- [Input rows]
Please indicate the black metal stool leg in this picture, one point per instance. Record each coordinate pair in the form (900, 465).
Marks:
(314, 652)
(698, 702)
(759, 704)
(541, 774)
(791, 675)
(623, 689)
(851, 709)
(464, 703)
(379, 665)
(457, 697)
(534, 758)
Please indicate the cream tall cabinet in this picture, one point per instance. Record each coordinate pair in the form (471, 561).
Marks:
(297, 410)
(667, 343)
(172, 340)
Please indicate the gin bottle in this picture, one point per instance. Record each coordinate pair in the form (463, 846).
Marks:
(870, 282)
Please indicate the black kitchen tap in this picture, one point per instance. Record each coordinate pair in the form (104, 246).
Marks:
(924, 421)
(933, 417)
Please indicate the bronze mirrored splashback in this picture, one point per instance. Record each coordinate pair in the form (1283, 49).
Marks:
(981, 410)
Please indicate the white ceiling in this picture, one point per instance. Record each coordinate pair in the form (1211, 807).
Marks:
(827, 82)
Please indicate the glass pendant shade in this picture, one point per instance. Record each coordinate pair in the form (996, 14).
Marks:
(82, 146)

- [Exercise] Starting at the line containing "Please indicate the cream" and ending at the last of the items, rewrite those lines with "Marks" changed to "Points" and nothing else altered.

- [Written response]
Please indicate the cream tall cabinet in this picture, one point per instance. Record each coordinate pair in the form (471, 561).
Points:
(297, 410)
(667, 343)
(172, 340)
Please indicate the gin bottle in this picture, one point per instance. Record each coordinate pair in the form (463, 846).
Points:
(870, 282)
Please indicate the black kitchen tap in this picture, one point per instance. Record each coordinate pair in the form (104, 246).
Points:
(924, 421)
(933, 417)
Please indicate the bronze mirrored splashback in this picture, one point per instance. Record each coordinate pair in the form (1283, 49).
Points:
(981, 410)
Please indicate the white ceiling in this picture, one point per instance. Record each coordinate pair in the form (1211, 807).
Points:
(827, 82)
Please indicate the glass pendant shade in this picture, one point per instance. Record each coordinate pair in the form (996, 14).
Points:
(82, 146)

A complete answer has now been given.